## SUPPLIED PASSAGE
------------------------------------------------------------------------

In paper [105], authors minimizes the computing and cooling energy in a cloud data center by considering deadline constraints by using DVFS technique. Authors divide the application deadline to all the workflow tasks to finish the task execution and then choose the processor for task execution.

5.3.2 Heat Management

The thermal dynamics always takes into consideration the different parameter like heat recirculation and cooling. To minimize the heat recirculation, maximum number of jobs was scheduled to the regions having maximum cooling efficiency so that jobs will perform without any interruption and cooling efficiency will be improved [51]. Heat management of data centres have focused on two fundamental approaches:

  1. (i)

    Management of Heat Generation [21]: This approach focused on how to balance or migrates workload to avoid overheating in a data centre. In paper [108], the authors proposed a solution for dynamic thermal management to reduce temperature with low performance overhead by providing self-adjustable temperature threshold.

  2. (ii)

    Management of Heat Extraction [51]: This improves the efficiency of cooling system by supplying cool air inside the data centre. Heat extraction is due to air circulation that depends on racks layout inside the data center and the location of fans and air vents in the CRAC unit. Heat extraction is done by the fans in the server /CRAC unit. Whenever there is difference in the rate of heat generation and heat extraction, it will result into heat imbalance. If heat generation rate is more than extraction rate, increase in temperature occurs due to which thermal hotspot is generated and server will operate in unsafe temperature range. On the other hand, if generation rate is less than extraction rate, that result in overcooling and a significant decrease in temperature [21] which leads to energy-inefficiency.

6 Evaluation Metrics for Thermal Efficiency

The usage of cloud computing infrastructure is increasing exponentially, so it becomes necessary to observe and determine the performance of cloud data centre on regular basis. Thermal management metrics [103] determines the environmental circumstances of the data center and also determine how air flows within a data centres from cooling units to air vents. So we have recognized different metrics for thermal aware scheduling.

------------------------------------------------------------------------

## SHORT TASK 1
Copy everything in the rows from the line containing "Can you find the tan" down through the end of the rows, leaving out the pictures.
The rows have no connection to the passage on data center heat management.

------------------------------------------------------------------------

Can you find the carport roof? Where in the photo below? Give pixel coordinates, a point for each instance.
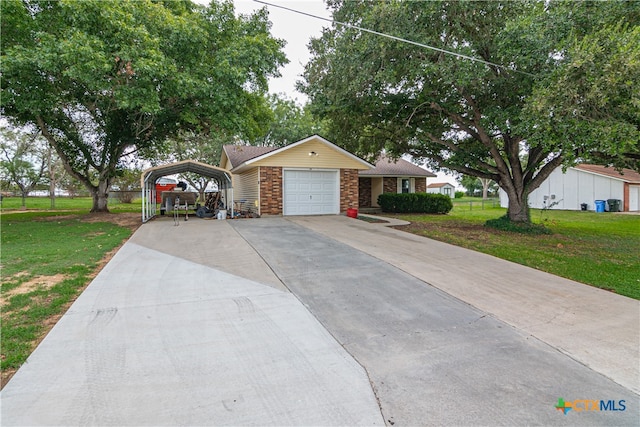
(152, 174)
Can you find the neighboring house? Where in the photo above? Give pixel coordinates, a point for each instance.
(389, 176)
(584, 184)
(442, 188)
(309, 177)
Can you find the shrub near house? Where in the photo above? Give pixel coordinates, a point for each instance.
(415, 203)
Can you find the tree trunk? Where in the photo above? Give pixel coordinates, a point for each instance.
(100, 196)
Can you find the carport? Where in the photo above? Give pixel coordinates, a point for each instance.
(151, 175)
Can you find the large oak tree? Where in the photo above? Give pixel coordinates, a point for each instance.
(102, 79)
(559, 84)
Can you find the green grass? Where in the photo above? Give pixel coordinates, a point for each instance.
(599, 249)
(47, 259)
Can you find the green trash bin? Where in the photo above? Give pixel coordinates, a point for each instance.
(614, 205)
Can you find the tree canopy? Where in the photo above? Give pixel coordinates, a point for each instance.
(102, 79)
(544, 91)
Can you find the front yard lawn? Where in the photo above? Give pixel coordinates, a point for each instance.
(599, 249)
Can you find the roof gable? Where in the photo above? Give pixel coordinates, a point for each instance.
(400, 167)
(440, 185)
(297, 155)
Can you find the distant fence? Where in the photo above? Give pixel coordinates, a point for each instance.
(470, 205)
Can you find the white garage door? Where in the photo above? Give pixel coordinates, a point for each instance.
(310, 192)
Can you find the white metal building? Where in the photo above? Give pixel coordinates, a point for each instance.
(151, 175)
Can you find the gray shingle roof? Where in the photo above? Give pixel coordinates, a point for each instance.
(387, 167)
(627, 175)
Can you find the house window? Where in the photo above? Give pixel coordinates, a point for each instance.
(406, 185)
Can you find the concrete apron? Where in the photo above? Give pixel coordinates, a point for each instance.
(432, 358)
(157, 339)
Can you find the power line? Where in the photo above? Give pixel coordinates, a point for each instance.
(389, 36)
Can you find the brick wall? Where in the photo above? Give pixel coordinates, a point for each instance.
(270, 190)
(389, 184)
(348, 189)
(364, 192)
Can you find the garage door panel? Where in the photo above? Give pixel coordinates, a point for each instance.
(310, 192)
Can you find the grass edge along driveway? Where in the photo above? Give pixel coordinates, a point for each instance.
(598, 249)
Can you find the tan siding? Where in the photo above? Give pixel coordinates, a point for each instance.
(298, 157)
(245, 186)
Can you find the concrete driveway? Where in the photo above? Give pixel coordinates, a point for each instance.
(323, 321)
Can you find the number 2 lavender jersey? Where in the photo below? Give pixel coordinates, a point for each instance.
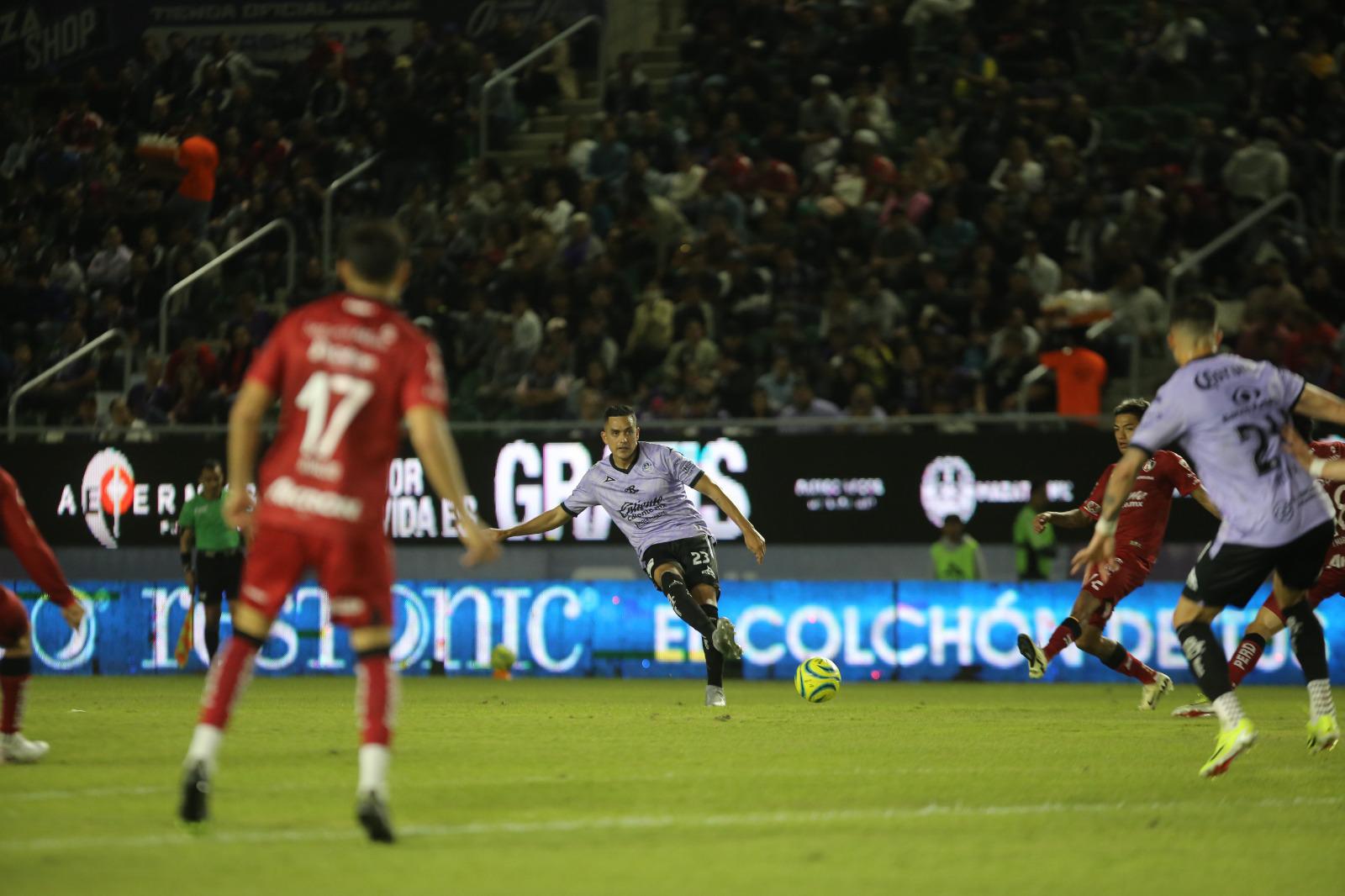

------------------------------------------------------------------------

## SHORT TASK 2
Say whether each statement agrees with the passage on data center heat management, answering yes or no and quoting the deciding words. (a) Heat extraction is done by fans in the server or CRAC unit. (b) When the heat generation rate is less than the extraction rate, the temperature rises. (c) To minimize heat recirculation, the maximum number of jobs was scheduled to the regions with the lowest cooling efficiency.

## EXERCISE OUTPUT 1
Can you find the tan siding? Where in the photo above? Give pixel coordinates, a point for each instance.
(298, 157)
(245, 186)
Can you find the concrete driveway? Where in the photo above? Give pixel coordinates, a point for each instance.
(323, 321)
Can you find the number 2 lavender jersey? Where in the photo below? Give pixel coordinates, a point for each instance.

## EXERCISE OUTPUT 2
(a) Yes: "Heat extraction is done by the fans in the server /CRAC unit."
(b) No: "if generation rate is less than extraction rate, that result in overcooling and a significant decrease in temperature"
(c) No: "maximum number of jobs was scheduled to the regions having maximum cooling efficiency"